- PASSAGE PROPOSÉ -

========================================

Jean-Luc Bœuf : Le chiffre de 2 milliards d'euros pour ce "pacte d'avenir pour la Bretagne" fait tout d'abord rêver. La réalité est un peu moins rose. Car au-delà du triptyque du plan lui-même (mesures d'urgence, redéploiement de l'agriculture, soutien à la compétitivité), il s'agit en réalité d'une annonce en trompe l’œil. Tout d'abord, le chiffre de 2 milliards d'euros mélange des aides et des prêts. Ensuite, ce plan recycle pour partie des crédits déjà prévus, notamment du fonds européen de développement régional (FEDER) de l'Union européenne pour près de 20 % de l'enveloppe ou des crédits de l'emploi pour les salariés victimes de plans sociaux. Enfin, il nécessite pour d'autres acteurs publics, dont la Région particulièrement, de rajouter des financements, pas forcément sur leurs compétences. A titre d'illustration, la région Bretagne doit déjà faire face au financement d'une partie de la ligne à grande vitesse (LGV).

Plus largement, quel est le bilan concret de la régionalisation ?

========================================

- ÉNONCÉ DE LA TÂCHE -
Rédigez la suite du passage consacré au pacte d'avenir pour la Bretagne, en reprenant après sa dernière phrase.

- Lignes du jeu de données -
========================================

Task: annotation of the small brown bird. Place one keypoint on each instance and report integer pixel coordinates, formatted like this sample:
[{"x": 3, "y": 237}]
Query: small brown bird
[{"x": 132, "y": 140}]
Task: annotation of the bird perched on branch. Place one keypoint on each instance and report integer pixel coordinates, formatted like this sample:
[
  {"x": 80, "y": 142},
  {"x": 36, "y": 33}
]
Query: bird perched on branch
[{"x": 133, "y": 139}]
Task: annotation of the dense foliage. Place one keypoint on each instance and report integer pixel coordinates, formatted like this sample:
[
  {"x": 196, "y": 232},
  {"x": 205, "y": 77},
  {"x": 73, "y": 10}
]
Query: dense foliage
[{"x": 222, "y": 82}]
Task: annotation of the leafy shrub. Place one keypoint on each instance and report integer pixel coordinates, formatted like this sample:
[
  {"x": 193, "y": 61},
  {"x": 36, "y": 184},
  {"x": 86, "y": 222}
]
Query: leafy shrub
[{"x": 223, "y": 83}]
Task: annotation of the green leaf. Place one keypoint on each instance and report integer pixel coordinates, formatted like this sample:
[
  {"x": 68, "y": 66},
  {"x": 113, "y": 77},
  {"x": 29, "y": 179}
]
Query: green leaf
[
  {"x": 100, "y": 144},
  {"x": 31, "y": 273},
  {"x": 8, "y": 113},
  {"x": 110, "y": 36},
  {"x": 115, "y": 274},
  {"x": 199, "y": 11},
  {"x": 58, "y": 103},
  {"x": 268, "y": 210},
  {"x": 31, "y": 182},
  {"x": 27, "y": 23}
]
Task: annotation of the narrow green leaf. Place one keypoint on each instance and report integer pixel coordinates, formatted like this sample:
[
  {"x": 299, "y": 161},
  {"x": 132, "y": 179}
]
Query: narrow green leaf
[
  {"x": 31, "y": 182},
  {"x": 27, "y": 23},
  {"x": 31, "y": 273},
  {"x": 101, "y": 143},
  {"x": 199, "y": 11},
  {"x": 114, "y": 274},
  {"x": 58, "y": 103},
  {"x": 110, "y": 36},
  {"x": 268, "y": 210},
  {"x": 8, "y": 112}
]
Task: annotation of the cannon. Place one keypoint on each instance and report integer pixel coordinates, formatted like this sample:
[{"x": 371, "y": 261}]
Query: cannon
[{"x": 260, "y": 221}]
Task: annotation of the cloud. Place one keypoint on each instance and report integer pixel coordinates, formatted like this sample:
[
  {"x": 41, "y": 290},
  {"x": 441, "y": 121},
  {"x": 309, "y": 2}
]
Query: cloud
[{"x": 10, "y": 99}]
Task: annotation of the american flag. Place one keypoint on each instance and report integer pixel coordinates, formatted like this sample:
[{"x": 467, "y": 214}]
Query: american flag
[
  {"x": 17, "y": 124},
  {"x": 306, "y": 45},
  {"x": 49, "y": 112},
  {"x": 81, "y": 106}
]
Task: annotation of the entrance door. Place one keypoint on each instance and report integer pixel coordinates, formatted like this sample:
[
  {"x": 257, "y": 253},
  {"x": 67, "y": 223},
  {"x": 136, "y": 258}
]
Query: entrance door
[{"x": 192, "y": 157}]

========================================

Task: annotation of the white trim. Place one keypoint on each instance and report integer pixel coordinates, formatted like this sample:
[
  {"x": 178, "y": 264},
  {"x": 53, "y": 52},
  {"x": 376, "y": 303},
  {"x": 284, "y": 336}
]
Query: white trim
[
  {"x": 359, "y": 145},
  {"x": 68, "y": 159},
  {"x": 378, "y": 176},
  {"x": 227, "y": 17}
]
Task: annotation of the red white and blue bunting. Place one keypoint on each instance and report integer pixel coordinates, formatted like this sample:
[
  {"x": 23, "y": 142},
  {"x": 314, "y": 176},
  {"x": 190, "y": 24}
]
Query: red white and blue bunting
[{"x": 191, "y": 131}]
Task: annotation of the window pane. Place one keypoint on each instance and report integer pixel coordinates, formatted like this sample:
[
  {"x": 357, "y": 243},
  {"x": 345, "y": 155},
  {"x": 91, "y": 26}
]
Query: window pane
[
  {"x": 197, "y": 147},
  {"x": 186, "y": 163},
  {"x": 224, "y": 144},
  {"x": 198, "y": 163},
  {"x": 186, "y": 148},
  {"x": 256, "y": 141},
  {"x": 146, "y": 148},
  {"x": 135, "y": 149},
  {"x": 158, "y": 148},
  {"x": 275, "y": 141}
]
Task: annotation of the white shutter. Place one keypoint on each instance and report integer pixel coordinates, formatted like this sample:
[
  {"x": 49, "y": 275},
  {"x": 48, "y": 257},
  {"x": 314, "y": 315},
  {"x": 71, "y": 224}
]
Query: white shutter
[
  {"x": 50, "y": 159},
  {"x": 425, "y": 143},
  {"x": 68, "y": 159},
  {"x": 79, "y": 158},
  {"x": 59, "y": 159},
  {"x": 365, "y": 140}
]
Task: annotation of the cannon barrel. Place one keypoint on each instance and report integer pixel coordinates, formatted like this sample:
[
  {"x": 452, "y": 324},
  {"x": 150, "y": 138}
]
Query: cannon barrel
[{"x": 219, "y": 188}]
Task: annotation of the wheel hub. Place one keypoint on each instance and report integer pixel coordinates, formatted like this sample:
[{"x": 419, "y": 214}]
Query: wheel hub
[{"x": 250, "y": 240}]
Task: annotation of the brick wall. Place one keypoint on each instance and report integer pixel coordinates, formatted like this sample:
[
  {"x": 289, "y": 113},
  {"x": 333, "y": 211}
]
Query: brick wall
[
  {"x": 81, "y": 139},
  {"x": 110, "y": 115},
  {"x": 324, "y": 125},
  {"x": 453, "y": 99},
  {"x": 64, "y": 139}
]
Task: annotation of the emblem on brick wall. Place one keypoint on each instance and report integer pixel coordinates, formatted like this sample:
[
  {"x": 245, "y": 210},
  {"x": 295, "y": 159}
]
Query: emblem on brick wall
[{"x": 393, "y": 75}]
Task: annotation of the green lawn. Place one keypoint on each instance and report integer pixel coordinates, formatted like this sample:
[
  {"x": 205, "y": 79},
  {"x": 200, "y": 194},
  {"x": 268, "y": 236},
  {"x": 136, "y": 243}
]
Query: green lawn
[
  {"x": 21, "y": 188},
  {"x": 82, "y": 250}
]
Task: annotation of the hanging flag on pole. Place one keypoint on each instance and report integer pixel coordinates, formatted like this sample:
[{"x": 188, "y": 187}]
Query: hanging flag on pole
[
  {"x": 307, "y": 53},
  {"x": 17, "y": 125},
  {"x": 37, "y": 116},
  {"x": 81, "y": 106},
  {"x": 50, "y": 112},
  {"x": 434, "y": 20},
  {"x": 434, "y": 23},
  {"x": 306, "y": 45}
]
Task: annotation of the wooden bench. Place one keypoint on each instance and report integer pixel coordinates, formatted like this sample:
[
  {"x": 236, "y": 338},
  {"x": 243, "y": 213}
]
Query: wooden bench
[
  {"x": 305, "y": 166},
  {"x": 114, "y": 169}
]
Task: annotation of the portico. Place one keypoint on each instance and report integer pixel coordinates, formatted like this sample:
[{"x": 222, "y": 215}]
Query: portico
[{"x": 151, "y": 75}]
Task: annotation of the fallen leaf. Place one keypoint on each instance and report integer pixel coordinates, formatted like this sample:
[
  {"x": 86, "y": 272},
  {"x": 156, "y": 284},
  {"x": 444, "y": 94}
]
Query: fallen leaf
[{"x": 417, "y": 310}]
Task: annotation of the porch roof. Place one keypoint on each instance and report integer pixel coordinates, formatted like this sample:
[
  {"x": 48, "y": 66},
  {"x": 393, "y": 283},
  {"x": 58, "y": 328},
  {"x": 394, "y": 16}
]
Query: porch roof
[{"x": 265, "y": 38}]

========================================

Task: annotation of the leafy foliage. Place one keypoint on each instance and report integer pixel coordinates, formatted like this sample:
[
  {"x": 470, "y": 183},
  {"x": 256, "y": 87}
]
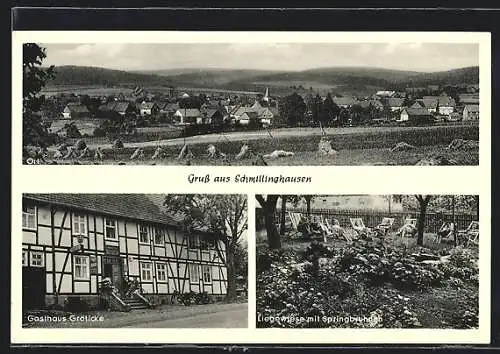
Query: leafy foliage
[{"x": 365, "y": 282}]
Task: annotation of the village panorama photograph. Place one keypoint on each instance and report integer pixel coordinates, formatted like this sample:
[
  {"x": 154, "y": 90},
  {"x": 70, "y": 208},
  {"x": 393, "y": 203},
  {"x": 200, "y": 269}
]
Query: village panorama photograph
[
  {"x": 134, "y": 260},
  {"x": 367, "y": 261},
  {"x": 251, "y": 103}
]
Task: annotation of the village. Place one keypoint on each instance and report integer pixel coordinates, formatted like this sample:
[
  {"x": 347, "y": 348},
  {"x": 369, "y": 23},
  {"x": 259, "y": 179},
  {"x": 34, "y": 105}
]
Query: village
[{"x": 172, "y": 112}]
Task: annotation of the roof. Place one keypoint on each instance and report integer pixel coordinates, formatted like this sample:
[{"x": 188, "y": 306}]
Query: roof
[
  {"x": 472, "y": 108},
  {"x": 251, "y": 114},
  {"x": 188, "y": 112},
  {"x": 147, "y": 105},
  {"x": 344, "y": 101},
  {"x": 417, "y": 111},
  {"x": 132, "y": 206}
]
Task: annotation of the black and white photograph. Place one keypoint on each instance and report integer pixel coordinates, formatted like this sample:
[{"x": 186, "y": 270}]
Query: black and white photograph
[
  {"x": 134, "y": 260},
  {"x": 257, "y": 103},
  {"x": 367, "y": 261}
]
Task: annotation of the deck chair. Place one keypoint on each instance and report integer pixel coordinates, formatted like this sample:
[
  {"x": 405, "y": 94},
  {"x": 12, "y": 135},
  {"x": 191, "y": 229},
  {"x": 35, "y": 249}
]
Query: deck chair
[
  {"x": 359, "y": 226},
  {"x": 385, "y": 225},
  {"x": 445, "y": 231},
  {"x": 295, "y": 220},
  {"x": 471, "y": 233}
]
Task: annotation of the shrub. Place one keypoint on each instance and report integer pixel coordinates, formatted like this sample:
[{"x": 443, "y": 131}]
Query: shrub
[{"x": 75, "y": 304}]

========================================

- RÉPONSE AU PROBLÈME -
La régionalisation est un concept qui recouvre trois réalités : la façon de conduire une politique économique, la manière pour l'État de concevoir ses interventions dans les territoires et l'organisation des pouvoirs locaux au niveau d'un territoire régional. En France, les trois éléments se sont succédé : tout d'abord, au plus fort de la crise des années 1930, ce sont des économistes et des intellectuels qui réclament un pouvoir régional qui serait exercé par des chefs d'entreprises. Ensuite, à partir des années 1950, l'État souhaite disposer de relais régionaux et décliner le plan national dans les régions. Il crée les préfets de région après qu'Edgar Faure aura porté les régions sur les fonds baptismaux. Cela donnera les très riches heures de la planification "à la française". il n'est pas encore question de pouvoir politique régional. Celui-ci viendra au tournant des années 1980, avec la loi du 2 mars 1982, qui propulse les régions au rang de collectivité territoriale de plein exercice, à l'instar des départements et des communes alors que l'intercommunalité n'en bénéficie toujours pas. Cette régionalisation-là est un échec. Pour des raisons politiques, financières et de positionnement.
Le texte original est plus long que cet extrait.